= Task statement =
Identify each line in the items below that contains the word "mountain" and copy those lines out. Case counts.

[Outline records]
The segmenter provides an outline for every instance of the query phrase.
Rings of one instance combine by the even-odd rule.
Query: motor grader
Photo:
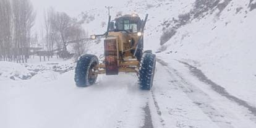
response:
[[[148,14],[142,20],[137,14],[109,17],[107,31],[103,35],[90,36],[92,40],[105,37],[104,61],[99,63],[92,54],[80,57],[75,68],[77,87],[85,87],[95,83],[98,75],[118,75],[134,72],[139,77],[142,90],[150,90],[153,85],[156,56],[151,51],[143,51],[144,28]]]

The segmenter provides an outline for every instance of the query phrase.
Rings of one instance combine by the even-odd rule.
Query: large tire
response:
[[[156,55],[144,53],[139,71],[139,83],[140,89],[150,90],[153,86],[155,67]]]
[[[75,82],[77,87],[85,87],[95,83],[98,75],[92,72],[98,64],[99,61],[95,55],[85,54],[79,58],[75,74]]]

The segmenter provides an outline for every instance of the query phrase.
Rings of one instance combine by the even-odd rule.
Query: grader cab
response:
[[[150,90],[153,85],[156,56],[151,51],[143,51],[144,20],[137,14],[118,15],[111,21],[109,17],[107,31],[93,35],[92,39],[105,37],[105,59],[99,63],[95,55],[85,54],[79,58],[75,69],[77,86],[85,87],[95,83],[98,74],[118,75],[134,72],[139,76],[139,87]]]

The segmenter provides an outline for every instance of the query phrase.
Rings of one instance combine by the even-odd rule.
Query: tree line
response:
[[[38,40],[32,32],[35,18],[30,0],[0,0],[0,61],[27,62],[32,43]],[[44,19],[39,43],[48,60],[54,54],[63,59],[72,56],[67,48],[70,41],[75,58],[85,52],[88,43],[80,40],[88,36],[82,27],[83,22],[53,7],[45,11]]]
[[[82,23],[76,18],[70,17],[63,12],[57,12],[53,7],[45,12],[45,35],[43,36],[48,59],[56,51],[60,58],[68,58],[70,54],[67,46],[70,41],[74,43],[72,49],[75,58],[83,54],[88,43],[81,40],[88,36],[82,27]]]
[[[35,17],[29,0],[0,0],[0,60],[27,62]]]

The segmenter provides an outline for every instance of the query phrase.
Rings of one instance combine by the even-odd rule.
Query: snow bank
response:
[[[0,80],[26,80],[32,76],[30,72],[20,64],[0,61]]]

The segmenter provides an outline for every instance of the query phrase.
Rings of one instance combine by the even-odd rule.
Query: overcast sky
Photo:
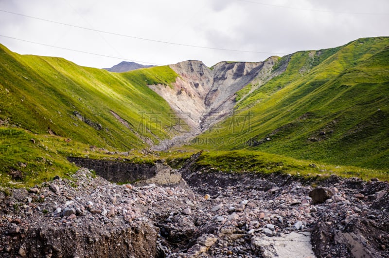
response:
[[[389,36],[388,0],[0,0],[0,10],[12,51],[98,68],[259,62]]]

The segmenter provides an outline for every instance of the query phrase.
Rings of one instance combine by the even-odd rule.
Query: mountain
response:
[[[272,73],[280,69],[237,91],[233,115],[199,136],[197,147],[388,169],[389,38],[299,51]]]
[[[66,176],[71,156],[175,163],[202,150],[196,165],[221,171],[389,177],[387,37],[123,73],[0,54],[0,184]]]
[[[132,71],[132,70],[136,70],[137,69],[140,69],[141,68],[148,68],[152,67],[155,65],[144,65],[133,62],[126,62],[123,61],[120,62],[117,64],[115,64],[111,68],[104,68],[103,69],[109,71],[110,72],[114,72],[115,73],[123,73],[124,72],[128,72],[128,71]]]

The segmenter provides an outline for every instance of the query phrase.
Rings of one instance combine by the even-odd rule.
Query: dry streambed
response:
[[[4,189],[0,256],[389,256],[387,183],[334,177],[314,190],[286,175],[191,168],[174,184],[117,185],[81,169]]]

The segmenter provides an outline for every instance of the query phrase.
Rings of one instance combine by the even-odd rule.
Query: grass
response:
[[[239,150],[230,151],[204,151],[196,164],[212,170],[226,173],[283,173],[296,177],[327,177],[331,175],[365,179],[376,177],[389,179],[384,171],[361,168],[352,166],[337,166],[312,161],[303,161],[260,151]]]
[[[202,150],[197,166],[226,172],[389,179],[388,37],[279,58],[276,76],[236,93],[231,116],[191,145],[147,155],[178,132],[148,86],[172,87],[169,66],[110,73],[1,45],[0,61],[1,186],[69,177],[71,156],[179,168]]]
[[[44,137],[5,128],[0,128],[0,185],[12,187],[33,186],[56,175],[68,177],[77,169],[48,147]],[[13,178],[12,171],[20,176]]]
[[[173,111],[147,85],[175,81],[178,75],[168,66],[110,73],[0,48],[0,119],[9,124],[121,150],[177,132]]]
[[[361,39],[282,58],[289,60],[284,73],[246,97],[238,92],[233,115],[191,147],[387,171],[388,45],[387,37]]]

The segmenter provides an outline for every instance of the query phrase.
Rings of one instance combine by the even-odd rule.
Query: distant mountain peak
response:
[[[109,71],[110,72],[114,72],[115,73],[123,73],[124,72],[128,72],[132,70],[135,70],[141,68],[147,68],[155,66],[155,65],[144,65],[133,62],[127,62],[123,61],[120,63],[116,64],[111,68],[104,68],[103,69]]]

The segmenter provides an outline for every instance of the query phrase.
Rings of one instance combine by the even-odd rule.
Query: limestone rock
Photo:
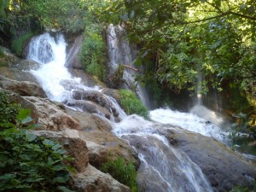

= The response =
Query: mountain
Query: distant mountain peak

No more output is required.